**Recorded data:**

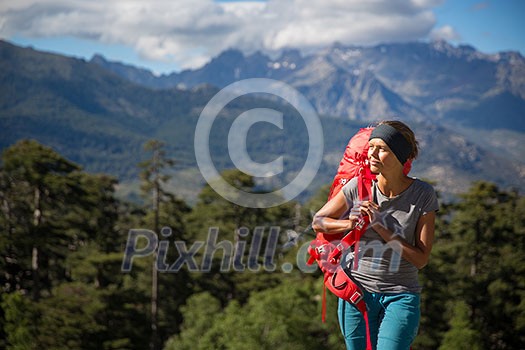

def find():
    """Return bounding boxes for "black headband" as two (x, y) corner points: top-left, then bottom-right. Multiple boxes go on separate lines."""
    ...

(369, 124), (412, 165)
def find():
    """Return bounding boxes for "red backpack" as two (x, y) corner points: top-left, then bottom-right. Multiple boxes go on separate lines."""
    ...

(307, 127), (375, 318)
(307, 127), (411, 350)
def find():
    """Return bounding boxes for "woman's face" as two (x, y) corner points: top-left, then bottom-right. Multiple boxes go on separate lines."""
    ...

(368, 138), (401, 174)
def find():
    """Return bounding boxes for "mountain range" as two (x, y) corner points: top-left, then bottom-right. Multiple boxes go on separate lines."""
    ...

(92, 40), (525, 131)
(1, 39), (524, 204)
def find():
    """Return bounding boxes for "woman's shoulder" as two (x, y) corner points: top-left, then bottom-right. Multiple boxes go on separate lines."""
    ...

(347, 176), (359, 187)
(341, 177), (359, 200)
(411, 178), (436, 194)
(411, 178), (439, 211)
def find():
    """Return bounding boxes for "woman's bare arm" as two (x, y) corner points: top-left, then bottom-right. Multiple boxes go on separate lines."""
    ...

(311, 190), (356, 235)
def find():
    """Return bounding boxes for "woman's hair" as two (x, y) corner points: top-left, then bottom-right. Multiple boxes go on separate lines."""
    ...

(377, 120), (419, 160)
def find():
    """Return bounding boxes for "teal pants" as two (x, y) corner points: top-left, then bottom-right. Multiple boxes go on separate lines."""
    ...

(338, 292), (420, 350)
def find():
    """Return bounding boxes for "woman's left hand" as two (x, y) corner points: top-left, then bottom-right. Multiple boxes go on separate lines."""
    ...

(359, 201), (380, 222)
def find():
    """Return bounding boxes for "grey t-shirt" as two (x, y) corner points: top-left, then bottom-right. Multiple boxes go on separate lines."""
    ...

(341, 177), (439, 293)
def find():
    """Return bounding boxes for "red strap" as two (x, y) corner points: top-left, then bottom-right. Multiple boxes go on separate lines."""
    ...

(354, 239), (361, 270)
(363, 308), (372, 350)
(356, 169), (373, 350)
(357, 167), (372, 201)
(322, 284), (327, 323)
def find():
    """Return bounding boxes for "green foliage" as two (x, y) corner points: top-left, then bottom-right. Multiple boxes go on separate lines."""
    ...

(163, 292), (222, 350)
(165, 278), (341, 350)
(185, 169), (296, 304)
(438, 301), (483, 350)
(417, 181), (525, 349)
(37, 283), (106, 350)
(0, 139), (103, 297)
(73, 173), (121, 252)
(136, 139), (192, 349)
(1, 292), (38, 350)
(0, 140), (151, 349)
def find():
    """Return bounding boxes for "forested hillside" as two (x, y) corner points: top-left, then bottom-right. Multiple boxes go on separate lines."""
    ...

(1, 140), (523, 349)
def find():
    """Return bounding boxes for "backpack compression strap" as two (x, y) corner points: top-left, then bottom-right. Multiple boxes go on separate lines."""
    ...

(327, 169), (374, 265)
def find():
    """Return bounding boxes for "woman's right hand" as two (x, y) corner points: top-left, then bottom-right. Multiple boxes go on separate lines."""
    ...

(349, 200), (363, 221)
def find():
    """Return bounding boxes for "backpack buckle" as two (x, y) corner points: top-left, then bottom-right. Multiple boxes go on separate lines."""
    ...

(350, 291), (363, 304)
(316, 244), (329, 255)
(356, 218), (366, 230)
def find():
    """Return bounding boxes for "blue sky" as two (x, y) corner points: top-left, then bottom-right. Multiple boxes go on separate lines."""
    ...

(434, 0), (524, 53)
(2, 0), (524, 74)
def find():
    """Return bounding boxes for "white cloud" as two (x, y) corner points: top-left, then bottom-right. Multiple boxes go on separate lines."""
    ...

(430, 25), (461, 41)
(0, 0), (446, 69)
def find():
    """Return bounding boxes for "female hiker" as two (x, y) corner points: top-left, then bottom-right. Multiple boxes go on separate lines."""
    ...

(312, 120), (438, 350)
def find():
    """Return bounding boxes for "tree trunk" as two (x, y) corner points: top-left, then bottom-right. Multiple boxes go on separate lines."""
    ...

(150, 261), (158, 350)
(150, 151), (160, 350)
(32, 187), (41, 301)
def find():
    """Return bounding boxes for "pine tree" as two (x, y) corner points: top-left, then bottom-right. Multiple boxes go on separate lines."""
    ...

(438, 301), (483, 350)
(0, 140), (147, 349)
(1, 292), (38, 350)
(184, 169), (298, 305)
(435, 181), (525, 348)
(0, 140), (80, 299)
(138, 139), (176, 350)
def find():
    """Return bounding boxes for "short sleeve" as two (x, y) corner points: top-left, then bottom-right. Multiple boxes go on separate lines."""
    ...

(419, 181), (439, 215)
(341, 177), (359, 205)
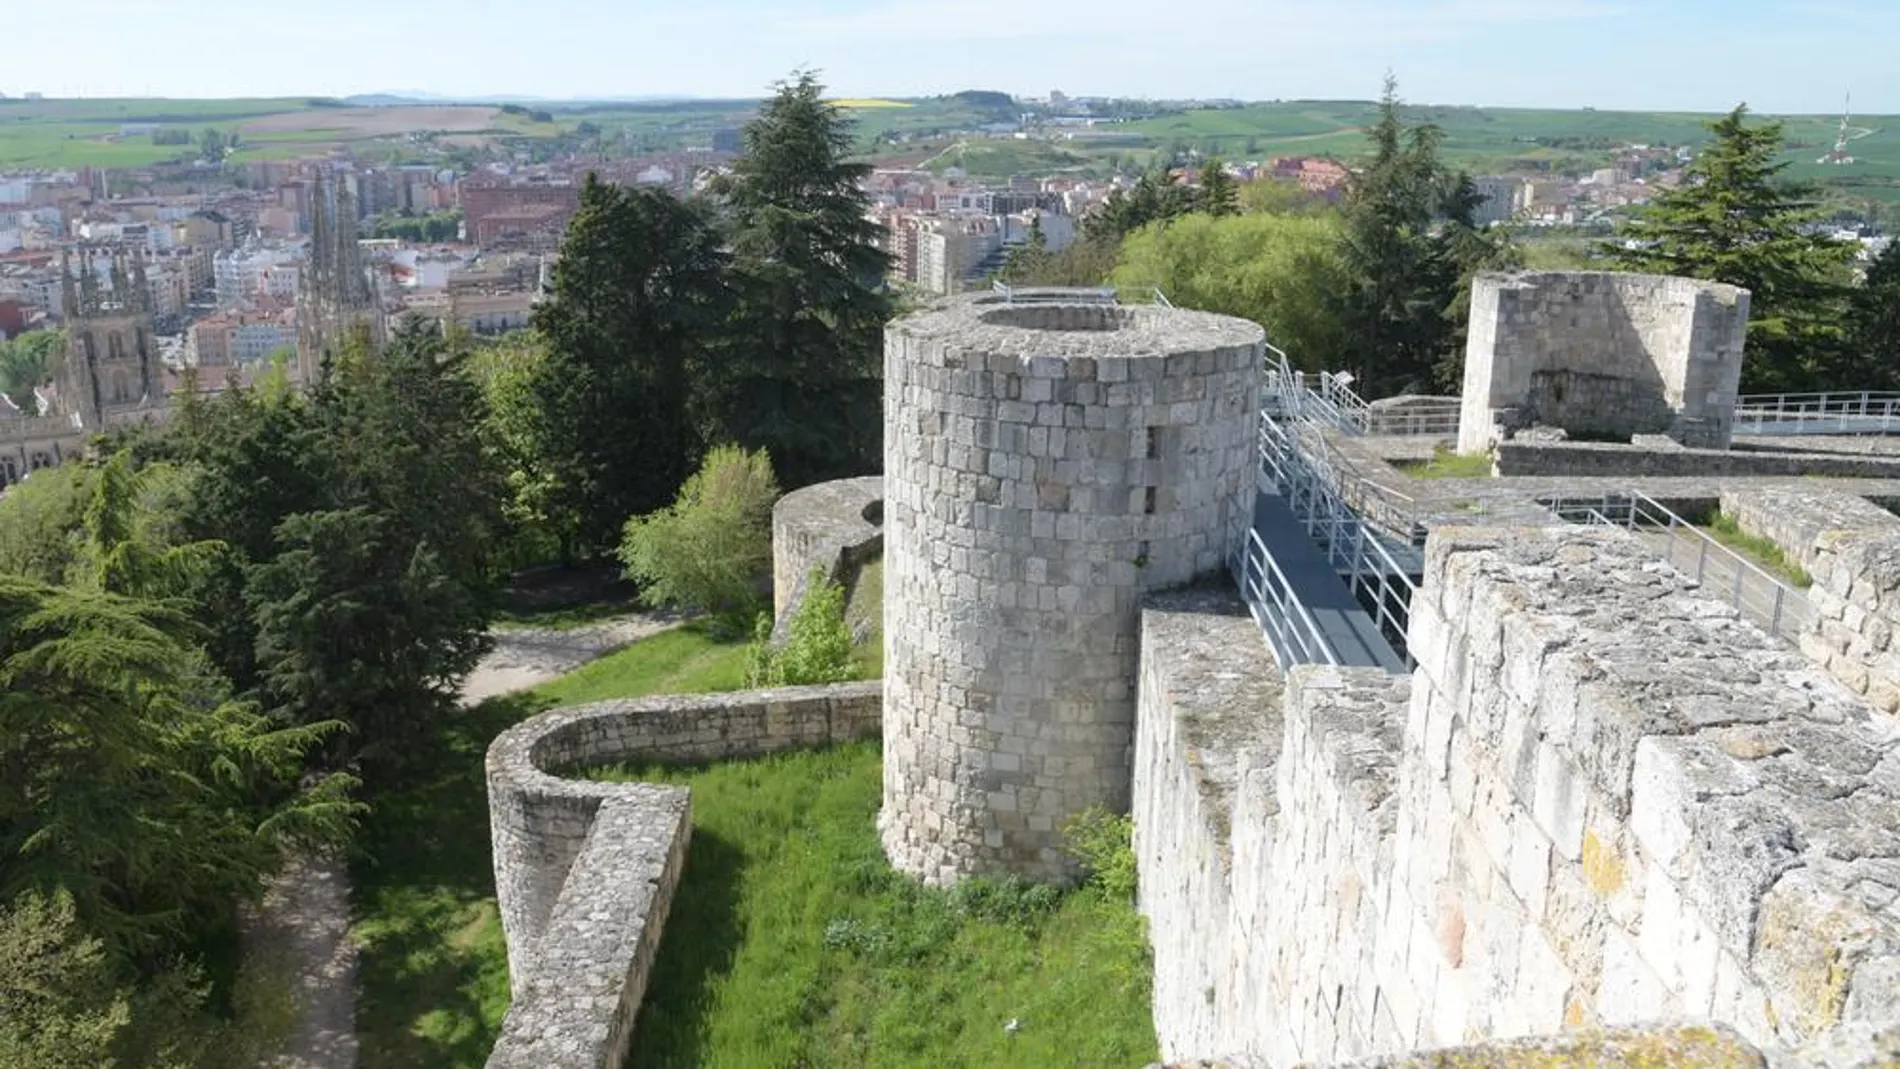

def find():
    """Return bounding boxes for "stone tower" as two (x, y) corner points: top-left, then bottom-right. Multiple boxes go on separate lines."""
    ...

(60, 247), (162, 431)
(881, 296), (1264, 885)
(296, 171), (385, 382)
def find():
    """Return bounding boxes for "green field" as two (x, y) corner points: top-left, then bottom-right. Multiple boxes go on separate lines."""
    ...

(3, 94), (1896, 204)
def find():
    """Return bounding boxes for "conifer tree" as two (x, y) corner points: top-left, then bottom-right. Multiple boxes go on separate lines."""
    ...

(533, 177), (732, 556)
(1334, 76), (1509, 395)
(708, 71), (894, 488)
(1197, 157), (1240, 218)
(1847, 240), (1900, 388)
(1608, 105), (1854, 392)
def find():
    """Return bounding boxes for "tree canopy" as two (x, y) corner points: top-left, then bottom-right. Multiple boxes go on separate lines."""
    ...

(1608, 105), (1856, 392)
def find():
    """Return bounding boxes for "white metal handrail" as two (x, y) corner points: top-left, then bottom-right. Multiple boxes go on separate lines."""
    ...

(1543, 491), (1815, 640)
(1733, 390), (1900, 437)
(1237, 527), (1343, 669)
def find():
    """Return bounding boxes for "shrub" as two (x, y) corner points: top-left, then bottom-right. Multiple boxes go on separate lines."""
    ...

(1063, 807), (1138, 902)
(746, 566), (858, 687)
(618, 445), (779, 624)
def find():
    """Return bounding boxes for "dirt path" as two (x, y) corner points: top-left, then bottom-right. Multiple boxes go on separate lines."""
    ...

(249, 852), (358, 1069)
(250, 612), (676, 1069)
(459, 612), (680, 704)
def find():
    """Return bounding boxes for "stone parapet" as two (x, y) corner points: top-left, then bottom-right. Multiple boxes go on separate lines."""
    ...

(1137, 525), (1900, 1069)
(1720, 488), (1900, 714)
(1494, 441), (1900, 480)
(484, 682), (882, 1068)
(769, 475), (883, 625)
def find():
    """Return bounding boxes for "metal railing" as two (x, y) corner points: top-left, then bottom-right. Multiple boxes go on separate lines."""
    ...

(1259, 412), (1421, 660)
(1733, 390), (1900, 436)
(1235, 527), (1343, 669)
(1543, 491), (1815, 640)
(987, 281), (1119, 304)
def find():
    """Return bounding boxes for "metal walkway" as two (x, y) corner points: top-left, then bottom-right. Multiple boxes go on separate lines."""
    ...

(1233, 348), (1420, 674)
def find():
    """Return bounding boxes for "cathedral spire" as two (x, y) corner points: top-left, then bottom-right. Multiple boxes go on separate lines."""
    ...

(130, 249), (151, 315)
(60, 249), (76, 319)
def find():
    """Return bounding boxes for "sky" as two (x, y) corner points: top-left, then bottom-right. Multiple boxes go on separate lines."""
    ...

**Goal of the exercise:**
The result should be every entry, word for word, and no pictures.

**Reply to the exercise:**
def find():
    """Return bounding boxes for "black headband" as two (x, y) corner points: top-left, then bottom-right. Multiple boxes go on separate lines."""
    ...

(369, 124), (412, 165)
def find():
    """Return bounding boxes for "red backpack" as two (x, y) corner points: top-left, then bottom-right. Multiple boxes go on separate lines."""
    ...

(307, 127), (375, 318)
(307, 127), (411, 350)
def find():
    """Return bounding boxes for "woman's face" as two (x, y) corner points: top-left, then bottom-right. Multiple boxes go on separate lines."""
    ...

(368, 138), (401, 174)
def find():
    """Return bounding boxes for "mountain range" as two (x, y) corner points: top-left, then bottom-right. Multiple boxes go on separate lines."""
    ...

(92, 40), (525, 131)
(1, 39), (524, 204)
def find():
    """Return bounding boxes for "woman's shoulder" as two (x, y) corner points: top-left, then bottom-right. Multiple boxes go on separate lines."""
    ...

(347, 176), (359, 187)
(341, 177), (359, 200)
(411, 178), (436, 194)
(411, 178), (439, 211)
def find():
    """Return bounding boxes for "woman's bare arm" as two (x, y) corner points: top-left, then bottom-right. Multiple boxes go on separate lines."""
    ...

(311, 190), (356, 235)
def find():
    """Return bounding boxes for "woman's hair" as two (x, y) corner points: top-left, then bottom-right. Multiple boxes go on separate lines."""
    ...

(377, 120), (419, 160)
def find():
    """Return bounding boxes for "teal pants" as two (x, y) corner points: top-left, then bottom-right. Multiple boxes go on separate lines."""
    ...

(338, 292), (420, 350)
def find():
    """Return bounding boxes for "woman's left hand" as two (x, y) corner points: top-left, then bottom-right. Multiple boxes go on separate lines."""
    ...

(359, 201), (380, 222)
def find():
    """Return bounding boxes for "grey t-shirt" as two (x, y) corner points: top-left, then bottom-right. Multiple boxes go on separate lines."""
    ...

(341, 177), (439, 293)
def find():
    """Return bounding boxes for "red strap" as two (x, y) corner points: top-left, then bottom-right. Multiple boxes go on separate lines."""
    ...

(354, 239), (361, 270)
(363, 308), (372, 350)
(356, 169), (373, 350)
(357, 167), (372, 201)
(322, 284), (327, 323)
def find():
    """Return bounding boxes for "green foliage" as two (x, y) corner points: top-left, then bottom-right. Multiple boxes go on separate lines."""
    ...

(163, 292), (222, 350)
(165, 278), (341, 350)
(185, 169), (296, 304)
(438, 301), (483, 350)
(417, 181), (525, 349)
(37, 283), (106, 350)
(0, 139), (103, 297)
(73, 173), (121, 252)
(136, 139), (192, 349)
(1, 292), (38, 350)
(0, 140), (151, 349)
def find():
    """Return bounding boxes for "forested hillside" as two (x, y) corner points: top-left, then bottom-right. Multiple boxes go on separate lines."""
    ...

(1, 140), (523, 349)
def find():
    """Return bounding boxes for "backpack compression strap" as two (x, y) corner points: top-left, then bottom-right. Multiple boxes go on separate lines."""
    ...

(327, 169), (374, 265)
def find():
    """Return bounding boxes for "woman's right hand" as two (x, y) corner points: top-left, then bottom-right. Multiple boxes go on separate lines."""
    ...

(349, 200), (363, 221)
def find():
    """Return bounding boxes for "backpack buckle" as two (x, y) corner points: top-left, then bottom-right. Multiple boxes go on separate lines."""
    ...

(350, 291), (363, 304)
(316, 244), (329, 255)
(356, 218), (366, 230)
def find():
    """Return bounding boxes for "blue sky" as two (x, y) corner points: top-left, then bottom-right. Multiple boxes go on separate lines."""
    ...

(434, 0), (524, 53)
(2, 0), (524, 74)
def find():
    """Return bounding boxes for "white cloud" as two (x, y) corner points: top-left, then bottom-right. Multiple boxes go on separate lines."""
    ...

(430, 25), (461, 41)
(0, 0), (446, 69)
def find():
    """Return bounding boxes for "female hiker" as two (x, y) corner points: top-left, then bottom-right. Multiple boxes go on separate lines."""
    ...

(312, 120), (438, 350)
def find():
    """Return bounding boxes for "tree trunk" as two (x, y) corner points: top-left, then bottom-right. Multiple boxes go on separate lines."""
    ...

(150, 261), (158, 350)
(150, 151), (160, 350)
(32, 187), (41, 301)
def find():
    """Return bounding boxes for "pine tree" as two (x, y) corner points: top-left, then bottom-right. Multiple boxes go on separate lines."""
    ...

(438, 301), (483, 350)
(0, 140), (147, 349)
(1, 292), (38, 350)
(184, 169), (298, 305)
(435, 181), (525, 348)
(0, 140), (80, 299)
(138, 139), (176, 350)
def find():
    """Return bounding boxes for "short sleeve" as two (x, y) corner points: top-left, then bottom-right. Multiple boxes go on separate lines."""
    ...

(419, 181), (439, 215)
(341, 177), (359, 205)

def find():
    """Return bounding boxes for "stone tower" as two (x, y) corner points: top-left, then bottom-right. Multiple boxes go on separate lines."""
    ...

(60, 247), (162, 431)
(881, 296), (1264, 885)
(296, 171), (385, 382)
def find():
    """Return bounding boxes for "green field" as two (x, y) corner points: top-left, then bottom-right. Multiple boxes go on separate lines."""
    ...

(3, 94), (1896, 204)
def find():
    """Return bounding boxes for "conifer tree" as two (x, y) corner points: top-left, then bottom-right. Multiple boxes go on separate lines."""
    ...

(533, 177), (732, 556)
(1334, 76), (1509, 395)
(708, 71), (894, 488)
(1197, 157), (1240, 218)
(1847, 240), (1900, 388)
(1608, 105), (1854, 392)
def find():
    """Return bounding boxes for "tree canopy" as two (x, y) corner points: top-left, then bottom-right. Multiple boxes go on separate lines."""
    ...

(1608, 105), (1856, 392)
def find():
    """Return bounding boxes for "white metal handrail" as two (x, y) corner points: top-left, then bottom-right. Multiple boxes go on separate lines."""
    ...

(1543, 491), (1815, 640)
(1733, 390), (1900, 437)
(1237, 527), (1343, 669)
def find():
    """Return bounding boxes for "shrub" as two (x, y) corner points: top-left, then bottom-right. Multiple boxes go on separate lines."""
    ...

(1063, 807), (1138, 902)
(746, 566), (858, 687)
(618, 445), (779, 624)
def find():
    """Return bounding boxes for "dirt path" as two (x, y) corner points: top-left, then bottom-right. Multiple boxes go on separate lines."""
    ...

(249, 852), (358, 1069)
(250, 612), (676, 1069)
(459, 612), (680, 704)
def find():
    """Return bounding boxes for "stone parapet" as two (x, y) corner points: top-left, then bottom-right. Multiple boxes go on separate lines."""
    ...

(1137, 525), (1900, 1069)
(1720, 488), (1900, 714)
(1494, 441), (1900, 480)
(484, 682), (882, 1068)
(769, 475), (883, 625)
def find():
    """Return bounding boxes for "metal railing" as two (x, y) corner points: top-left, then bottom-right. Multiple boxes go on separate lines."""
    ...

(1259, 412), (1421, 660)
(1733, 390), (1900, 436)
(1235, 527), (1343, 669)
(1543, 491), (1815, 640)
(987, 281), (1119, 304)
def find():
    """Return bounding boxes for "metal walkway" as two (x, y) corner points: top-left, then bottom-right. Multiple boxes go on separate lines."""
    ...

(1233, 348), (1420, 674)
def find():
    """Return bounding boxes for "cathedral spire" as two (x, y) corner points: top-left, then bottom-right. Multiple boxes go on separate lines."""
    ...

(130, 249), (151, 315)
(60, 249), (76, 319)
def find():
    """Return bounding boxes for "sky" as two (x, y) corner points: top-left, then bottom-right. Multiple boxes go on separate lines."""
    ...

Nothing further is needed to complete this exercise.